## Input data
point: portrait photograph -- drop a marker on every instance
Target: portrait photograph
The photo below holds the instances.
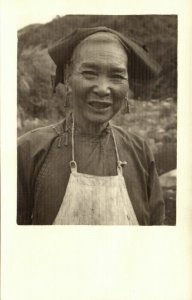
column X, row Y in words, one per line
column 97, row 121
column 96, row 135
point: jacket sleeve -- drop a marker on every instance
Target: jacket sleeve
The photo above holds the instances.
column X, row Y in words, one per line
column 31, row 153
column 24, row 178
column 156, row 201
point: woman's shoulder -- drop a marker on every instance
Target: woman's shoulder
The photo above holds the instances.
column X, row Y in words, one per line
column 128, row 136
column 40, row 137
column 133, row 141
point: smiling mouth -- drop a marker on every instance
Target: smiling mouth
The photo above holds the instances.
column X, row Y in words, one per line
column 99, row 104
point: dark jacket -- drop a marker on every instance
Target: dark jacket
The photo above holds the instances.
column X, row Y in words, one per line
column 43, row 171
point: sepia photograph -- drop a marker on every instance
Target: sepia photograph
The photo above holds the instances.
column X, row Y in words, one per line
column 96, row 130
column 97, row 120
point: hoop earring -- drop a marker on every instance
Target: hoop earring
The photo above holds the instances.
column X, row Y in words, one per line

## Required task
Reproduce, without alteration, the lines of the records above between the line holding "point: jacket sleeve" and the line holding "column 156, row 201", inclusive.

## Right answer
point: jacket sleeve -- drop a marker on every instance
Target: jacket sleeve
The photo above holds the instances.
column X, row Y in words, one per line
column 31, row 153
column 24, row 178
column 156, row 201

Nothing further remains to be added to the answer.